Natural-language object grounding data:

-------------------------

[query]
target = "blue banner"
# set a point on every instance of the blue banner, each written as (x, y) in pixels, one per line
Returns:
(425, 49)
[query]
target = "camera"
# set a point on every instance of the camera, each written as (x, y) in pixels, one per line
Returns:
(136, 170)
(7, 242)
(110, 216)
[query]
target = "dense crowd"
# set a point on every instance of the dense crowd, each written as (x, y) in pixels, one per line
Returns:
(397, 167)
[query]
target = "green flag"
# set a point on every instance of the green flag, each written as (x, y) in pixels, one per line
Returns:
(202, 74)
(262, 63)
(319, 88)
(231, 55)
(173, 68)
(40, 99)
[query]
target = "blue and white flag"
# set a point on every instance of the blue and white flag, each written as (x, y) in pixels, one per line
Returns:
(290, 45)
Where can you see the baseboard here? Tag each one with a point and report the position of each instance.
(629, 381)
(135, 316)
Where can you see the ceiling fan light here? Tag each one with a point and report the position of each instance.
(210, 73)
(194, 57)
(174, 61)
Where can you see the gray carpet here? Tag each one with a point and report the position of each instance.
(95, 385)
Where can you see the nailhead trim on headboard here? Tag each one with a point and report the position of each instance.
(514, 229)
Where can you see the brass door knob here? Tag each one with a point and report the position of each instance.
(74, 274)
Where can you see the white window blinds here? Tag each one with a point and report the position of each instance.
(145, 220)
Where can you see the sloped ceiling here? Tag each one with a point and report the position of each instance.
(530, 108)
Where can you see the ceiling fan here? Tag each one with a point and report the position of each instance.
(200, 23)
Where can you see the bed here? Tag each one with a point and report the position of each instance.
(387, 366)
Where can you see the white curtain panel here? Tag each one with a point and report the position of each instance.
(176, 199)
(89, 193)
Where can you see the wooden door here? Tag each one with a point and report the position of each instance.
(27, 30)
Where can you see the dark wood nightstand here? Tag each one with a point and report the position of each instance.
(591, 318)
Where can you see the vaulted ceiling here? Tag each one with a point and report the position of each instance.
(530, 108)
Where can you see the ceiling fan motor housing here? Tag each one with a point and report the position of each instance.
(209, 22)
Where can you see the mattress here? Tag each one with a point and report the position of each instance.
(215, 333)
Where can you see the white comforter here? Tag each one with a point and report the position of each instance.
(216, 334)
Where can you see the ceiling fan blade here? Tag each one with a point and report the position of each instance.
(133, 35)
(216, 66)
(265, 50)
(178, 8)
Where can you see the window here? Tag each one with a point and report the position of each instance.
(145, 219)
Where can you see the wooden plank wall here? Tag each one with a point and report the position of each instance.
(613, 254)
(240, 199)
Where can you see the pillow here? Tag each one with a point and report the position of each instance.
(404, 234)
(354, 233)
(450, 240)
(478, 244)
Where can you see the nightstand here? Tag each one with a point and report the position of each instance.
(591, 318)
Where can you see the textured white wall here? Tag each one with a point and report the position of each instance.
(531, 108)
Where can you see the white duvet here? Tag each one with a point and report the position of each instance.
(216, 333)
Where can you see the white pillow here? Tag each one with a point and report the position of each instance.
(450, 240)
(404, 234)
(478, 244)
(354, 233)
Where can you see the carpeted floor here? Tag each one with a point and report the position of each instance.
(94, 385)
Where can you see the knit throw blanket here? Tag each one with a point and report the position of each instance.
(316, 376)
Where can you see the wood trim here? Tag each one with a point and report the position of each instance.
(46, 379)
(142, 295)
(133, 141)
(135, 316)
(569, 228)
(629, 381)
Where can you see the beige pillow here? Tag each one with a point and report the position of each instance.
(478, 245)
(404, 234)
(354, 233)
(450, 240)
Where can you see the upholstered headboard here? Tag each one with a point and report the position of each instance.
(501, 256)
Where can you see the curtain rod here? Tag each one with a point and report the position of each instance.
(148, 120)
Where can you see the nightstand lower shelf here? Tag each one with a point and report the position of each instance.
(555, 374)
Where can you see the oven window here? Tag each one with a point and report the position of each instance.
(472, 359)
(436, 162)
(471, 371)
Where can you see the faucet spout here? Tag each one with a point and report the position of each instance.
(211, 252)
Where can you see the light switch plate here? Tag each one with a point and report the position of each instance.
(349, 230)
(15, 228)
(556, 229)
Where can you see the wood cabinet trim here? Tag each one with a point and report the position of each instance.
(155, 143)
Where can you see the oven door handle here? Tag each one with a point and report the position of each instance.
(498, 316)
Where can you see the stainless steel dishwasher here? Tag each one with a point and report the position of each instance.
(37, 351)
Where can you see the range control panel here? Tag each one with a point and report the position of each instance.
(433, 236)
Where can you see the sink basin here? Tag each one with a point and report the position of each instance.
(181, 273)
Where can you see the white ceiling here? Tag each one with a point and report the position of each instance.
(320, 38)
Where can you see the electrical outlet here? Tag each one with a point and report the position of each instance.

-------------------------

TASK BRIEF -
In full and without error, transcribe each of the entries.

OUTPUT BELOW -
[query]
target = "blue banner"
# set a point on every instance of the blue banner, each written as (x, y) in pixels, one per line
Returns:
(425, 49)
[query]
target = "camera"
# set a point on every instance of the camera, each written as (x, y) in pixels, one per line
Returns:
(136, 170)
(7, 242)
(110, 216)
[query]
target = "dense crowd"
# set a point on every instance of the dense crowd, each written as (x, y) in pixels, one per line
Returns:
(397, 167)
[query]
target = "green flag"
# set a point on every instance of the green flag, each written as (x, y) in pixels, one per line
Returns:
(202, 74)
(262, 63)
(319, 88)
(231, 55)
(173, 68)
(40, 99)
[query]
target = "blue and white flag"
# set a point on every instance of the blue and white flag, each written as (x, y) in pixels, one per line
Returns:
(290, 45)
Where can you see the baseboard here? Tag each one with a point and report the position of each instance.
(629, 381)
(135, 316)
Where can you see the ceiling fan light here? Tag each one with a point and report the position of each instance.
(210, 73)
(194, 57)
(174, 61)
Where can you see the gray carpet here? Tag each one with a point and report the position of each instance.
(95, 385)
Where can you see the nailhead trim on headboard here? Tag each one with a point and report the position of each instance.
(514, 229)
Where can you see the brass door knob here? Tag each one with a point and report the position of each instance.
(74, 274)
Where can you see the white window blinds here? Tag each one with a point and report the position of each instance.
(145, 220)
Where can you see the sloped ceiling here? Tag each one with a point and report the position of each instance.
(530, 108)
Where can you see the ceiling fan here? Tag each one with a point and report the position of each instance.
(200, 23)
Where can you see the bed here? Tag each one with a point and report the position of each instance.
(387, 366)
Where can you see the white curtain panel here? Tag each one with a point and report the position of each instance.
(176, 199)
(89, 193)
Where can you see the wooden door here? Tag each one with a point and report the position of each instance.
(27, 30)
Where can you see the dark wood nightstand here? Tag each one with a point and report the position of each instance.
(591, 318)
Where can you see the vaulted ceiling here? Tag each one with a point and report the position of each instance.
(530, 108)
Where can you see the ceiling fan motor housing here? Tag each one with a point and report the position of each instance.
(209, 22)
Where can you see the mattress here? Tag each one with a point and report the position of each instance.
(215, 333)
Where can you see the white comforter here? Tag each one with a point and report the position of each instance.
(216, 334)
Where can you see the ceiling fan blade here? Tag each one with a point and report the position of each instance.
(133, 35)
(216, 66)
(265, 50)
(178, 8)
Where can you see the window here? Tag each one with a point and report the position of each instance.
(145, 219)
Where can you see the wooden plank wall here? Tag each one with a point and report the position of each instance.
(613, 254)
(240, 199)
Where can you see the pillow here? Tag each one with a point and report the position of each instance.
(404, 234)
(354, 233)
(450, 240)
(478, 244)
Where can you see the nightstand here? Tag each one with a point and report the position of each instance.
(591, 318)
Where can you see the textured white wall here? Tag each one with a point and report the position of each instance.
(531, 108)
Where can you see the white duvet here? Tag each one with a point and report the position of each instance.
(216, 333)
Where can you see the white pillow here? Tag each one with a point and report the position of each instance.
(450, 240)
(404, 234)
(478, 244)
(354, 233)
Where can you see the carpeted floor here? Tag each one with a point and report the position of each instance.
(94, 385)
Where can you see the knit throw blanket here? Tag each one with a point and report the position of each instance.
(316, 376)
Where can you see the wood trim here? Tag each one with a point and report the position of each instance.
(46, 379)
(142, 295)
(133, 141)
(135, 316)
(569, 228)
(629, 381)
Where can you see the beige pillow here? Tag each one with a point and report the position of each instance.
(478, 245)
(404, 234)
(354, 233)
(450, 240)
Where can you see the upholstered headboard here? Tag each one with a point and report the position of each instance.
(501, 256)
Where can you see the curtain rod here? Tag each one with a point and report the position of each instance.
(148, 120)
Where can you see the nightstand lower shelf here? Tag each one with a point and report the position of each instance.
(555, 374)
Where can you see the oven window here? Tag each one with a point and report the position of each instance.
(472, 359)
(436, 162)
(471, 371)
Where can you see the faucet spout here? Tag each one with a point and report the position of each instance.
(211, 252)
Where can you see the light switch plate here? Tag each one with a point and report the position of each instance.
(349, 230)
(15, 228)
(556, 229)
Where can you see the wood cabinet trim here? Tag each one with a point and report the position of each instance.
(155, 143)
Where can you see the oven door handle here? Tag each one with a point and report the position of each instance.
(498, 316)
Where can you see the stainless steel dishwasher here? Tag each one with a point and report the position of each instance.
(37, 351)
Where can you see the range control panel here? Tag each one with a point and report the position of each instance.
(433, 236)
Where can you see the sink basin here? Tag each one with a point and report the position of each instance.
(181, 273)
Where can you see the white ceiling here? Tag each one with a point and report the position of each instance.
(320, 38)
Where can you see the electrical outlet here? Tag each one with a point and report the position of each instance.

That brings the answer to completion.